Data listing
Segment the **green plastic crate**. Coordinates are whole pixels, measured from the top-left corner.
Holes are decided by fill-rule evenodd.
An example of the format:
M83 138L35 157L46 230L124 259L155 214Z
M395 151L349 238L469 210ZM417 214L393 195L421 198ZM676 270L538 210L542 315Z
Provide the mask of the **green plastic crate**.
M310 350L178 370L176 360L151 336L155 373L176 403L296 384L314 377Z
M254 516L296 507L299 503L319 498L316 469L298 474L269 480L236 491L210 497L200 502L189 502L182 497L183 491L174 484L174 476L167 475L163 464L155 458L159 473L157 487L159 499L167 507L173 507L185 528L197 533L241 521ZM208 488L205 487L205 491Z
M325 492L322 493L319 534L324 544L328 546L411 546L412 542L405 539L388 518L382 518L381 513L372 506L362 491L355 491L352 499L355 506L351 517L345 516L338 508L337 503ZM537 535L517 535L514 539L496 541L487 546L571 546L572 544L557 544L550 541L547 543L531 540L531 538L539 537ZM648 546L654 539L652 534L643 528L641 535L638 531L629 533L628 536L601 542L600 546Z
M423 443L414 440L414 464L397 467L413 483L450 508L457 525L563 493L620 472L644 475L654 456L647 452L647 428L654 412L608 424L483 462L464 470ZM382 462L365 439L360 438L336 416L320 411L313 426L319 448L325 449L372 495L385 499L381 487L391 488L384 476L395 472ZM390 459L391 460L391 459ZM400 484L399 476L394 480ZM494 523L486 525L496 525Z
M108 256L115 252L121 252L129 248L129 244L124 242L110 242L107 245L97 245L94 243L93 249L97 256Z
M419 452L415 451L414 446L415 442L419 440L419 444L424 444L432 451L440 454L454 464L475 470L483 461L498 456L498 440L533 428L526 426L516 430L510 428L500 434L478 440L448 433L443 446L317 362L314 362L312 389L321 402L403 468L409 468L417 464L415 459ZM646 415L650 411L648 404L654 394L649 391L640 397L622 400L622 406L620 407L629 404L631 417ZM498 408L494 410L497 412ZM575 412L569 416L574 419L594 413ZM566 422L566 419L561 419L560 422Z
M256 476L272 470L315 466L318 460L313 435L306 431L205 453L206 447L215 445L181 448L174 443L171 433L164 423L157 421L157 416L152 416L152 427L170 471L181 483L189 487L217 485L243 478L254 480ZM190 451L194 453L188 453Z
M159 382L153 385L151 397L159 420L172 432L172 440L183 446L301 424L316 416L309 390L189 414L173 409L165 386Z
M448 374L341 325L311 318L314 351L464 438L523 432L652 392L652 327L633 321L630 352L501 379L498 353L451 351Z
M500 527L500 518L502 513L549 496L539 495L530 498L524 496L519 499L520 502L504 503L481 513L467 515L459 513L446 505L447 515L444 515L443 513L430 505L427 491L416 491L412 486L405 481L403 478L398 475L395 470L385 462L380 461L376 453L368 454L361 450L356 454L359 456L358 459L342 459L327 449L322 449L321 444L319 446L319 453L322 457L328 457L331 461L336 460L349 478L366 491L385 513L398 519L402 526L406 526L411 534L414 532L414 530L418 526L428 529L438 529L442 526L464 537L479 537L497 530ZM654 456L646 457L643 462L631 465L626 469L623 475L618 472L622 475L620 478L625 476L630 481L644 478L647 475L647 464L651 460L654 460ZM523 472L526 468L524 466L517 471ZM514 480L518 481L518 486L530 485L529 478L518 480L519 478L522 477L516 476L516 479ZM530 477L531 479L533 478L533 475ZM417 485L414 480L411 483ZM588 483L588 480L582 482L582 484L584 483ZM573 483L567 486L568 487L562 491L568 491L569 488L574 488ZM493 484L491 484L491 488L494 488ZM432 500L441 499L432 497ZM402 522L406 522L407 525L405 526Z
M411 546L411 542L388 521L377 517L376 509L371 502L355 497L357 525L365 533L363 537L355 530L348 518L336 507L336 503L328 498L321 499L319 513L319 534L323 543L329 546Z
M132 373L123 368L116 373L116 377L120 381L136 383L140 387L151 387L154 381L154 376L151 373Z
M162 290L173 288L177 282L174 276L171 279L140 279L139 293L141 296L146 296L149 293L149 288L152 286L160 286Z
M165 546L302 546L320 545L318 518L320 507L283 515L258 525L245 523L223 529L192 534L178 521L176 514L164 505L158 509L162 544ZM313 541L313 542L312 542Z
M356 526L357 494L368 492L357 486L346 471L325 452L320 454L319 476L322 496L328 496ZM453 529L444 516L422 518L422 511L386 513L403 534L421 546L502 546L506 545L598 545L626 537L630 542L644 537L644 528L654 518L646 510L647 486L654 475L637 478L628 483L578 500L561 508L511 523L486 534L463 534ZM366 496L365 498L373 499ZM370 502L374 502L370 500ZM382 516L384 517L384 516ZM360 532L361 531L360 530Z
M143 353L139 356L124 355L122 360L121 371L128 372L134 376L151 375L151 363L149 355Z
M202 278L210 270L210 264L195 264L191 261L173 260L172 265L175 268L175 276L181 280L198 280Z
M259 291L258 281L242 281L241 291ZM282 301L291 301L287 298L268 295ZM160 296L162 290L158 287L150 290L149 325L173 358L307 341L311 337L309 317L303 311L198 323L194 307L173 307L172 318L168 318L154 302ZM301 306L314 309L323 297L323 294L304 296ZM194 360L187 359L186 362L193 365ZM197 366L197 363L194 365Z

▶ **WRITTEN PROBLEM**
Rewrite all the records above, swapping "green plastic crate" for "blue plastic crate" and leaving everything else untouched.

▶ **SOLUTION TO THE PROBLEM**
Segment the **blue plastic crate**. Coordinates are whole pixels, measured from the top-left corner.
Holes are decided by fill-rule evenodd.
An example of the format:
M83 138L35 157L46 230L124 259L155 214Z
M395 151L349 238L469 210ZM417 214L393 195L421 198ZM676 270L538 210L542 315Z
Provide the mask of the **blue plastic crate**.
M310 350L178 370L176 360L151 336L155 373L176 403L296 384L314 377Z
M254 516L296 507L299 503L319 498L316 469L298 474L269 480L236 491L210 497L200 502L189 502L182 497L183 491L174 484L174 476L167 475L163 464L155 458L159 473L157 487L159 499L167 507L173 507L185 528L197 533L241 521ZM208 488L205 487L205 491Z
M325 492L322 493L319 534L324 544L328 546L411 546L412 542L405 539L388 518L382 518L381 513L372 506L362 491L355 491L352 499L355 506L351 517L345 516L338 508L337 503ZM537 535L517 535L514 539L496 541L487 546L571 546L572 544L557 544L550 541L547 543L531 540L531 538L539 537ZM648 546L654 539L652 534L643 528L641 535L638 531L629 533L628 536L601 542L600 546Z
M423 443L414 440L414 464L397 467L413 483L450 508L457 525L563 493L620 472L644 475L654 456L647 452L647 428L654 412L608 424L483 462L464 470ZM382 462L365 439L360 438L336 416L320 411L313 426L319 448L325 449L372 495L385 499L381 487L391 488L384 476L395 472ZM390 459L391 460L391 459ZM400 484L399 476L394 480ZM494 523L486 525L496 525Z
M108 256L115 252L121 252L129 248L129 244L124 242L110 242L107 245L97 245L94 243L93 249L97 256Z
M419 452L415 451L414 446L415 442L419 440L419 444L424 444L432 451L440 454L454 464L475 470L483 461L498 456L498 440L533 428L526 426L516 430L510 428L500 434L478 440L448 433L443 446L317 362L314 362L312 389L321 402L403 468L409 468L417 464L415 459ZM646 415L650 411L648 404L654 394L649 391L640 397L622 400L622 406L620 407L629 404L631 417ZM498 408L494 410L497 412ZM575 412L569 416L574 419L594 413ZM566 422L566 419L561 419L560 422Z
M256 476L272 470L315 466L318 460L313 435L306 431L205 453L206 447L215 445L181 448L174 443L171 433L164 423L157 421L157 416L152 416L152 427L170 471L181 483L189 487L217 485L243 478L254 480ZM190 451L194 453L188 453Z
M159 382L153 385L151 397L159 420L172 432L172 440L183 446L301 424L316 416L309 390L189 414L173 409L165 386Z
M448 374L341 325L311 318L314 351L464 438L523 432L652 392L652 327L633 321L630 352L501 379L498 353L451 351Z
M500 527L500 518L502 513L549 496L539 495L530 498L524 496L519 499L520 502L504 503L481 513L467 515L459 513L446 505L447 515L444 515L443 513L430 505L427 491L416 491L412 486L405 481L403 478L398 475L395 470L385 462L380 461L376 453L368 454L361 450L356 454L359 456L358 459L342 459L327 449L322 449L321 444L319 446L319 453L322 457L328 457L331 461L336 460L349 478L366 491L385 513L398 519L402 526L406 526L411 534L414 532L414 530L418 526L428 529L438 529L442 526L464 537L479 537L497 530ZM654 456L646 457L643 462L631 465L626 469L623 475L618 472L622 475L620 478L625 476L630 481L644 478L647 475L647 464L651 460L654 460ZM523 472L526 468L524 466L517 471ZM514 480L518 481L518 486L530 485L529 478L518 480L519 478L522 477L516 476L516 479ZM530 477L531 479L533 478L533 475ZM417 485L414 480L411 483ZM588 483L588 480L582 482L582 484L584 483ZM573 483L567 486L568 487L562 491L568 491L569 488L574 488ZM493 484L491 484L491 488L494 488ZM432 500L441 499L432 497ZM402 522L406 522L407 525L405 526Z
M411 546L411 542L388 521L377 517L376 509L371 502L355 497L357 525L365 533L363 537L355 530L348 518L336 507L336 503L328 498L321 499L319 513L319 534L323 543L329 546Z
M132 373L123 368L116 373L116 377L120 381L136 383L140 387L151 387L154 381L154 376L151 373Z
M162 290L173 288L177 282L174 276L171 279L140 279L139 293L141 296L146 296L149 293L149 288L152 286L160 286Z
M165 546L302 546L320 545L318 518L320 507L283 515L258 525L245 523L223 529L192 534L178 521L176 514L164 505L158 509L162 544ZM313 541L313 542L312 542Z
M356 526L357 494L368 492L357 486L346 471L325 452L320 454L319 476L322 496L328 496ZM453 529L444 516L422 518L422 511L386 513L403 534L421 546L502 546L506 545L598 545L626 537L630 542L644 537L644 528L654 518L646 510L647 486L654 475L637 478L628 483L578 500L561 508L511 523L486 534L463 534ZM366 496L365 498L373 499ZM370 502L374 502L370 500ZM382 516L384 517L384 516ZM360 532L361 531L360 530Z
M143 353L139 356L124 355L122 360L121 371L128 372L134 376L151 375L151 363L149 355Z
M202 278L210 270L210 264L195 264L191 261L173 260L172 265L175 268L175 276L181 280L198 280Z
M259 291L258 281L242 281L241 291ZM282 301L291 301L287 298L268 295ZM160 296L162 290L158 287L150 290L149 325L173 358L307 341L311 337L309 317L303 311L198 323L194 307L173 307L172 318L168 318L154 302ZM301 306L314 309L323 297L323 294L304 296ZM194 360L187 359L186 362L193 365ZM197 366L197 363L194 365Z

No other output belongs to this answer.